Pointing records for named objects
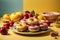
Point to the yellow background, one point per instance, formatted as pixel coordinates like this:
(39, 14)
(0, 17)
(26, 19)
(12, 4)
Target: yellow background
(42, 5)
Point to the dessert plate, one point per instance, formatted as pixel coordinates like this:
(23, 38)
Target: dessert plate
(30, 33)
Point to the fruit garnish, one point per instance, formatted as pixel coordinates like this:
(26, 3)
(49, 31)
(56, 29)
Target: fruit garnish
(3, 31)
(6, 25)
(11, 23)
(33, 13)
(25, 16)
(48, 23)
(54, 34)
(30, 15)
(27, 12)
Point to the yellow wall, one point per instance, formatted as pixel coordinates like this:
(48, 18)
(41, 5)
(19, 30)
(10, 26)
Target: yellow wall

Aim of the task:
Turn these lines into a Markdown table with two columns, Row and Line, where Row holds each line's number and blank lines are skipped. Leave the pictures out.

Answer to this exercise:
| Row | Line |
|---|---|
| 1 | Point to the yellow background, one point per instance, formatted as pixel coordinates like this: |
| 2 | (39, 14) |
| 3 | (0, 17) |
| 4 | (26, 19) |
| 5 | (12, 4) |
| 6 | Target: yellow background |
| 7 | (42, 5) |
| 8 | Point to the dessert plate, one point per instance, formatted as pixel coordinates like this: |
| 9 | (23, 38) |
| 10 | Target: dessert plate |
| 11 | (30, 33) |
| 12 | Point to the fruit garnish, one point per instance, formatted as pixel coordinates like this: |
| 13 | (26, 3) |
| 14 | (49, 31) |
| 15 | (56, 29) |
| 16 | Target: fruit garnish |
| 17 | (3, 31) |
| 18 | (6, 25) |
| 19 | (11, 23) |
| 20 | (33, 13) |
| 21 | (25, 16) |
| 22 | (48, 23) |
| 23 | (54, 34) |
| 24 | (30, 15) |
| 25 | (27, 12) |
| 26 | Point to the yellow wall, one point per instance, formatted as pixel coordinates like this: |
| 27 | (48, 18) |
| 28 | (41, 5) |
| 29 | (19, 30) |
| 30 | (10, 26) |
| 31 | Target: yellow wall |